— begin RAW RECORDS —

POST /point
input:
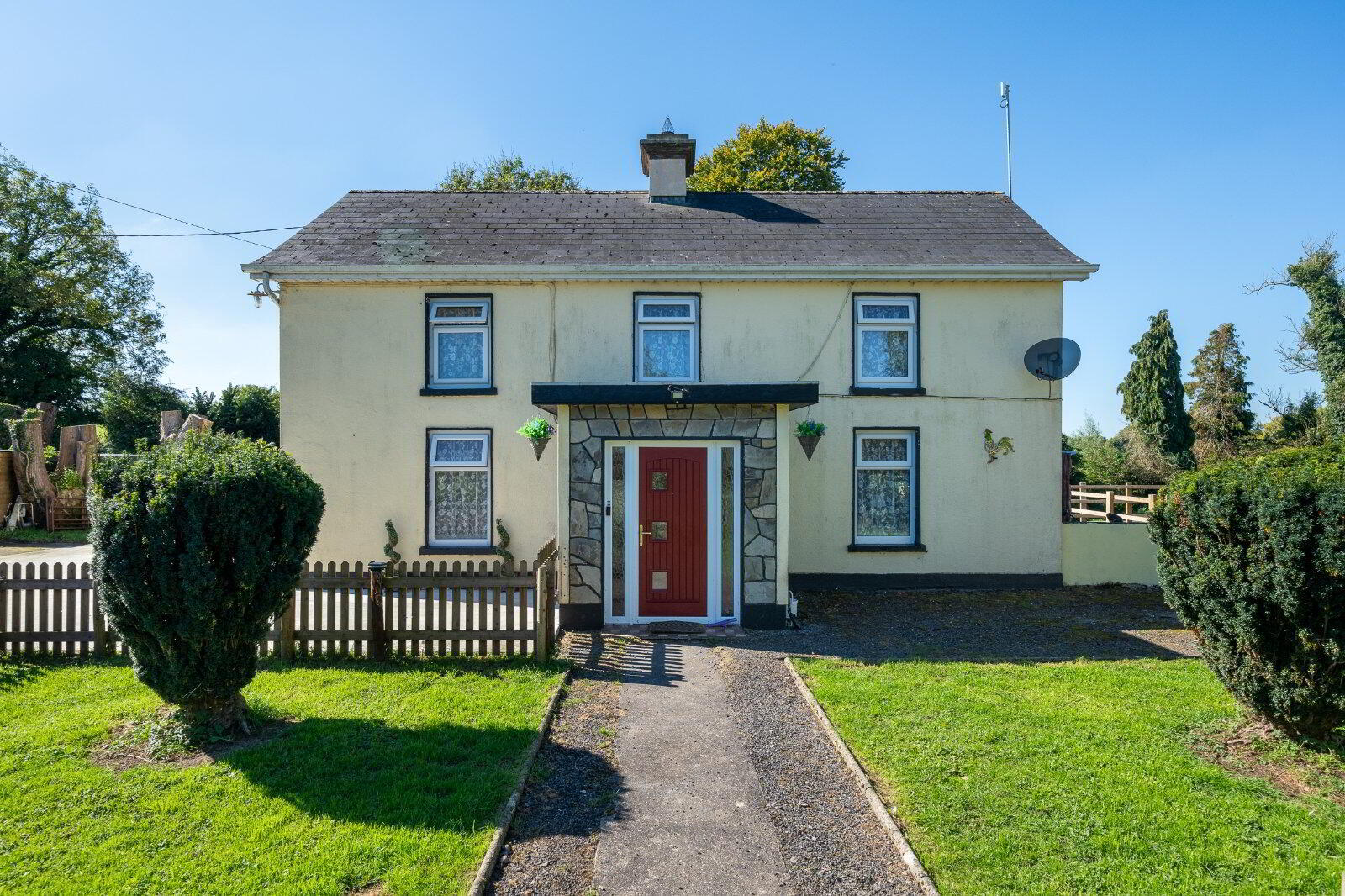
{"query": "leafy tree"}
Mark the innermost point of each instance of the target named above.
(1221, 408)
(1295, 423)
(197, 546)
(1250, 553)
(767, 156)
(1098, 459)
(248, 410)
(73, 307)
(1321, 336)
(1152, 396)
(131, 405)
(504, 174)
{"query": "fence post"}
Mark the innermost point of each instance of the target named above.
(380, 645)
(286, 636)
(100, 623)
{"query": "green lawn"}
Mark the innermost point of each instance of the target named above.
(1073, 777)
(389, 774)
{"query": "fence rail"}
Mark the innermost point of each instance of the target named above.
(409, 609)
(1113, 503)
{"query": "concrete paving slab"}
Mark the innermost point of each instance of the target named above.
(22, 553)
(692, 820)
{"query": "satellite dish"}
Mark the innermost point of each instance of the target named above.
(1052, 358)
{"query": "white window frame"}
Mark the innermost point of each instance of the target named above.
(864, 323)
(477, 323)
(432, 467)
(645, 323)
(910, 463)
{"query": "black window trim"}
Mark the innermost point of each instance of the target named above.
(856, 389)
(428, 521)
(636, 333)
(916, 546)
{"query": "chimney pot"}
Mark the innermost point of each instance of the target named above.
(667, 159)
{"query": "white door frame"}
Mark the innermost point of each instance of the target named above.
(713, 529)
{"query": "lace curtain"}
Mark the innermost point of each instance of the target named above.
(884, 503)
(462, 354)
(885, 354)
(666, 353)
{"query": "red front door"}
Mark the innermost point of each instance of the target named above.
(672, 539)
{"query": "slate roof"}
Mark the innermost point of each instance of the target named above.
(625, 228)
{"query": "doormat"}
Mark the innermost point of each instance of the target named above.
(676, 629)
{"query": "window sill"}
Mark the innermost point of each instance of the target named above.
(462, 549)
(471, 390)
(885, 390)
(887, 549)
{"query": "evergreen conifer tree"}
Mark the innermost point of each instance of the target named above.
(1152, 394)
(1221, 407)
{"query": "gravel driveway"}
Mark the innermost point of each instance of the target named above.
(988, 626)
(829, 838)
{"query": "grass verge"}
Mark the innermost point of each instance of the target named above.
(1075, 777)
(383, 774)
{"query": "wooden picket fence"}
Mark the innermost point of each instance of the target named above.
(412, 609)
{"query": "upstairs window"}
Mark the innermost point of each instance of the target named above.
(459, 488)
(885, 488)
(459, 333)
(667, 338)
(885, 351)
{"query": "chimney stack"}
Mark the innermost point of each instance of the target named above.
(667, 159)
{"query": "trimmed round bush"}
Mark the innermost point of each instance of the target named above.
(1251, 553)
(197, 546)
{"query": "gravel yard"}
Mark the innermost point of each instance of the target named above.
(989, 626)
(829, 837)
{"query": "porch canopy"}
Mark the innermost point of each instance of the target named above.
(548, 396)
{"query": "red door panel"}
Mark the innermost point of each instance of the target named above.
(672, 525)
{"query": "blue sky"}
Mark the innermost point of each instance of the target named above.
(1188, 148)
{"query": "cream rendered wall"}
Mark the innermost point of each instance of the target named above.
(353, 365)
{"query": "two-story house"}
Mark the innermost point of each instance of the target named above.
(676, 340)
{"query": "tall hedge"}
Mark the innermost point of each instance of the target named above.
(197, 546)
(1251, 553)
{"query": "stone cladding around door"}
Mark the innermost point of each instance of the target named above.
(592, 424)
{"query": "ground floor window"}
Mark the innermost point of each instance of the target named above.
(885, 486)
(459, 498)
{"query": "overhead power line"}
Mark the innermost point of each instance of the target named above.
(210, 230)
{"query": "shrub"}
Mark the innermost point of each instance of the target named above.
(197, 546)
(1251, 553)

— end RAW RECORDS —
— begin RAW RECORDS —

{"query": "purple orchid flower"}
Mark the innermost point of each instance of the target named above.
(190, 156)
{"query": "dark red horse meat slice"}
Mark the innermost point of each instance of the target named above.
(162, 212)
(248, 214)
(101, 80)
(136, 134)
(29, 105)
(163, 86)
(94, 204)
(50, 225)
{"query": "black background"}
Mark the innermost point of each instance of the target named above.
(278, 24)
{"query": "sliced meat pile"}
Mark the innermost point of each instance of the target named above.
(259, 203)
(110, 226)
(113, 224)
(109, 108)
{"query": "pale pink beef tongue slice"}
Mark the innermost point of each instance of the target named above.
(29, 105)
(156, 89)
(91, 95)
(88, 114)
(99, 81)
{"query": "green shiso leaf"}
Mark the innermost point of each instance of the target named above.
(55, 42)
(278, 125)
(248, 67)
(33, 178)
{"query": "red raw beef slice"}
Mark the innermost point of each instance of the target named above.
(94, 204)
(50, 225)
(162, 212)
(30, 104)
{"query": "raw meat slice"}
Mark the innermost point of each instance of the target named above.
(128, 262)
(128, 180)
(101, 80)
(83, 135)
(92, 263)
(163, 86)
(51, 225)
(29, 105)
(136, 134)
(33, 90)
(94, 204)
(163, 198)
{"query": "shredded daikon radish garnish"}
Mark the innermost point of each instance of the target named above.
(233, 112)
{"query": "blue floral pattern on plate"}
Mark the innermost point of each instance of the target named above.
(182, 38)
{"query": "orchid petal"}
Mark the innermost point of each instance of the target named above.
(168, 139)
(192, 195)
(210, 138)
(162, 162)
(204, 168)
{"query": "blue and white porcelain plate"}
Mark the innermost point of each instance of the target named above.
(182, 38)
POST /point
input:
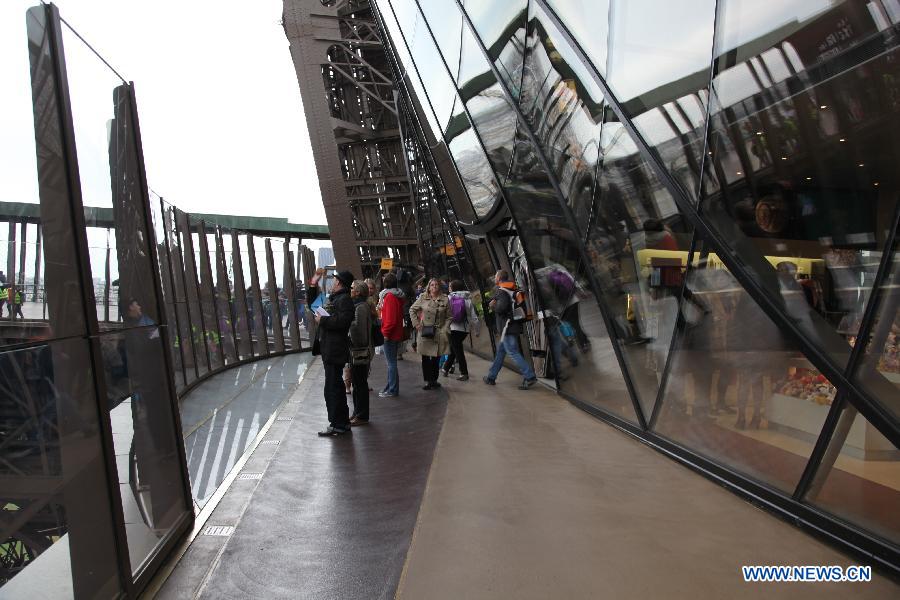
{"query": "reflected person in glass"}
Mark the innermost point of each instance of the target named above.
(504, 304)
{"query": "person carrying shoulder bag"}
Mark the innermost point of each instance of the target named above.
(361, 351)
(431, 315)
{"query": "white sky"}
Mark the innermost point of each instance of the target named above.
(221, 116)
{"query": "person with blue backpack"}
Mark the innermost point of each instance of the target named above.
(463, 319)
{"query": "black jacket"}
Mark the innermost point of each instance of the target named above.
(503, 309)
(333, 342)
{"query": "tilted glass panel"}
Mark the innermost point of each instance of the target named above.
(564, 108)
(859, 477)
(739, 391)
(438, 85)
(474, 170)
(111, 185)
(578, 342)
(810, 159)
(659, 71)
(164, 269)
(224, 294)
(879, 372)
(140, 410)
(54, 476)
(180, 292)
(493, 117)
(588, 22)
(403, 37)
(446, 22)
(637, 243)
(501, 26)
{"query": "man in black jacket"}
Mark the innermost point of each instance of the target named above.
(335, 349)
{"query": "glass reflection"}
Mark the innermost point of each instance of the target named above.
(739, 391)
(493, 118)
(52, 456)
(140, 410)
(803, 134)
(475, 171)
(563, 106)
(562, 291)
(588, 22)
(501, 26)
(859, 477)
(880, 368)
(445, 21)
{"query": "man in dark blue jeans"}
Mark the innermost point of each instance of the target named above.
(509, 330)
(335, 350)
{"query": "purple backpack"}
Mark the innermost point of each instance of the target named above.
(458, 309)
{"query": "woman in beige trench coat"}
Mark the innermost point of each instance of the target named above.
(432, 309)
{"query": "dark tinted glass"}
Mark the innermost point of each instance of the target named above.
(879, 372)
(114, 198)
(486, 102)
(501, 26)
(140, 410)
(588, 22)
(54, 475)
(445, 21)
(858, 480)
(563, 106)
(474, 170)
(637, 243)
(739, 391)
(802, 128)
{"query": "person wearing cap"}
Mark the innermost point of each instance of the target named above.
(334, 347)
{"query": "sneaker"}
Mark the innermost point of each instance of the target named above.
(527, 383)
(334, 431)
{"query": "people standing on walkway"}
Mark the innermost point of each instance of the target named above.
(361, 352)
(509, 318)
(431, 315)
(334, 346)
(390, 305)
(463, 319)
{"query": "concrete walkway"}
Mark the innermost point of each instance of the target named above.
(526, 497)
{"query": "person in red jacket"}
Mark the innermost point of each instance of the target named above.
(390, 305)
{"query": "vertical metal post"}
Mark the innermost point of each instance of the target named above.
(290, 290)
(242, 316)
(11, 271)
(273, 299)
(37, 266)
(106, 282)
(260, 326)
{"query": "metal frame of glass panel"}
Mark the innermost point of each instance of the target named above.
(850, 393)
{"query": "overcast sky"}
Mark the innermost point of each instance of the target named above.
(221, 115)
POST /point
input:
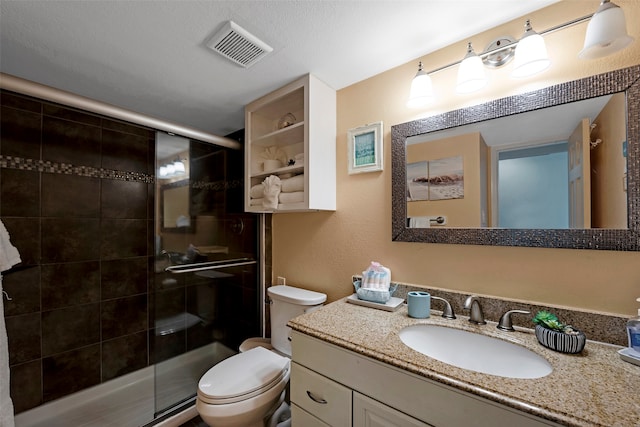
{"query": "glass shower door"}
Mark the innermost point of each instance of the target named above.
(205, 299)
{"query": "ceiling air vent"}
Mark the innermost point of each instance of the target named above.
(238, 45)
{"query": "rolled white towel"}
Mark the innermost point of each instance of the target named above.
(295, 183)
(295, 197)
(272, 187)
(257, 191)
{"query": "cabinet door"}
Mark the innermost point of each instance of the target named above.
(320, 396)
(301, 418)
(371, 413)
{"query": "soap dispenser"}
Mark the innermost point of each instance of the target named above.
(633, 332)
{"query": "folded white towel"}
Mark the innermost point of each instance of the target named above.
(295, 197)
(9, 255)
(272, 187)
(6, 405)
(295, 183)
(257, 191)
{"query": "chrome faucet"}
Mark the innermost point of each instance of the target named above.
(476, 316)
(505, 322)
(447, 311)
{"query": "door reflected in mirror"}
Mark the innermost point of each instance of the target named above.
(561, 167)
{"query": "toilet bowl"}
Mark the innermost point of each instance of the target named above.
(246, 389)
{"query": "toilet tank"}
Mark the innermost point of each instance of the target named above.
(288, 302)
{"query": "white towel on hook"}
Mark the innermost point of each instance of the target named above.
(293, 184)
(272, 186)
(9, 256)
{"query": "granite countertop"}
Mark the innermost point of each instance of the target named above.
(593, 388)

— end RAW RECORDS —
— begin RAW RECORDS —

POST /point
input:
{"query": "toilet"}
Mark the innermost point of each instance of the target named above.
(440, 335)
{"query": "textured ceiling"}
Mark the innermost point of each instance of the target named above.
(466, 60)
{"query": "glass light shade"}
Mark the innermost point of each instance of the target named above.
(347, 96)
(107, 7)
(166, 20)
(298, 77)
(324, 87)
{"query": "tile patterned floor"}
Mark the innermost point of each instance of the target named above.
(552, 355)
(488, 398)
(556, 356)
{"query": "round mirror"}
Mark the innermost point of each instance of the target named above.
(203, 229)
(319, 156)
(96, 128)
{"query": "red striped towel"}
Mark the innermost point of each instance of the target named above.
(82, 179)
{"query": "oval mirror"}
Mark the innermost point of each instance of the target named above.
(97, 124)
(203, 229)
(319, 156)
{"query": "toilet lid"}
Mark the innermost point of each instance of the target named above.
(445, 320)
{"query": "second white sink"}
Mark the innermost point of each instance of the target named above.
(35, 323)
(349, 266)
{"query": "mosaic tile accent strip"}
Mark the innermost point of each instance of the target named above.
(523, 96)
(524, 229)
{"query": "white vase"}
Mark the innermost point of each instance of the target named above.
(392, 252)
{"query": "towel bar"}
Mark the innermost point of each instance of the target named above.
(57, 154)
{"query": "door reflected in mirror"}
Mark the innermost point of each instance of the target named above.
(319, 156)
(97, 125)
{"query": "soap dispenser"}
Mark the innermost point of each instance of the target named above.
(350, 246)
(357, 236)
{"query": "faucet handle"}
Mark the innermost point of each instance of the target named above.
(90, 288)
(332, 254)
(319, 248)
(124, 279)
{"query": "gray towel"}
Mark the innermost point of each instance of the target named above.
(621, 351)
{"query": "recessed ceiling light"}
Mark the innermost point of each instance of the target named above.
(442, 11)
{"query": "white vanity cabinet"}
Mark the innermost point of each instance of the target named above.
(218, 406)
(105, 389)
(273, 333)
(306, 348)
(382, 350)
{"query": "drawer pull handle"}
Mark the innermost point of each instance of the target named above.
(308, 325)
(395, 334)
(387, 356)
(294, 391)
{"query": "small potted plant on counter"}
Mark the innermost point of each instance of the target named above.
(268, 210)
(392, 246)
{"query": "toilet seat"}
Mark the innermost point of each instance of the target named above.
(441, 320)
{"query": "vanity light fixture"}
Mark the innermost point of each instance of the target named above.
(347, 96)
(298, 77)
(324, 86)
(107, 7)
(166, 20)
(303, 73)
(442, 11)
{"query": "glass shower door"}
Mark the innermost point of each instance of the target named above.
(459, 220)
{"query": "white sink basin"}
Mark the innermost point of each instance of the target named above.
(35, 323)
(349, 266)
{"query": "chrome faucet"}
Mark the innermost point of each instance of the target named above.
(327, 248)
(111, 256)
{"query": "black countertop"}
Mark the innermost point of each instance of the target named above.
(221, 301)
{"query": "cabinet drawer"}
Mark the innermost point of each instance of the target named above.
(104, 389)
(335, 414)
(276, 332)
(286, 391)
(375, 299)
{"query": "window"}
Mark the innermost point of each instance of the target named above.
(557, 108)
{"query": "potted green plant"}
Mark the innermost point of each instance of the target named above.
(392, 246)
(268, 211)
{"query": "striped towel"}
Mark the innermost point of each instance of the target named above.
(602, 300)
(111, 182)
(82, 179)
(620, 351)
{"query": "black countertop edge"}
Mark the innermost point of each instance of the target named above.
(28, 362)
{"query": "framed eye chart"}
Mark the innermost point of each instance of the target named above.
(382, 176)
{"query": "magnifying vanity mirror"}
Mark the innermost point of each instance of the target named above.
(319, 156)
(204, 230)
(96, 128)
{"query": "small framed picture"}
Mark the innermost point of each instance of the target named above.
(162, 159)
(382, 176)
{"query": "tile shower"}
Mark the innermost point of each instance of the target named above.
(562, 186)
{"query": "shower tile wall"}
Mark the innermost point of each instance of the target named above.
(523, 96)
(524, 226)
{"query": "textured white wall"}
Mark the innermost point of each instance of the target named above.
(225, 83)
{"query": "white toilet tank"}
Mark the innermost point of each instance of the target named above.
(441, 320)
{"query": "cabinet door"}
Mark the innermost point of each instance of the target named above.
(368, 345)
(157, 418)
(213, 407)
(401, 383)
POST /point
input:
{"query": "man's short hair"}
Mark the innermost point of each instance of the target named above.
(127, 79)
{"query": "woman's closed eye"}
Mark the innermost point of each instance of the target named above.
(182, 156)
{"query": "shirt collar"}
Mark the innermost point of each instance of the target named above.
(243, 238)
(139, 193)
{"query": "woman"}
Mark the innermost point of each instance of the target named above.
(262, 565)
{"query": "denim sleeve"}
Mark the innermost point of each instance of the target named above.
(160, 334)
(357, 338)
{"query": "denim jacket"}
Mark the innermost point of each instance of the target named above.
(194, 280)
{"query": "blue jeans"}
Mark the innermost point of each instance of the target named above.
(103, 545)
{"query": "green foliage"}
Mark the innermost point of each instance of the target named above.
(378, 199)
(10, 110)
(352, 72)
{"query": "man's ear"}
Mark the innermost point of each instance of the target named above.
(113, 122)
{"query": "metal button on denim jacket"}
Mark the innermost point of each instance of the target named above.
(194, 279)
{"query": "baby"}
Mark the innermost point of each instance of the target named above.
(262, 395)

— end RAW RECORDS —

## [STATED EXERCISE]
Which lines in the items above contain the word "metal"? Copy out each of them.

## [RESULT]
{"query": "vertical metal post"}
{"query": "metal frame of glass panel"}
{"query": "metal button on denim jacket"}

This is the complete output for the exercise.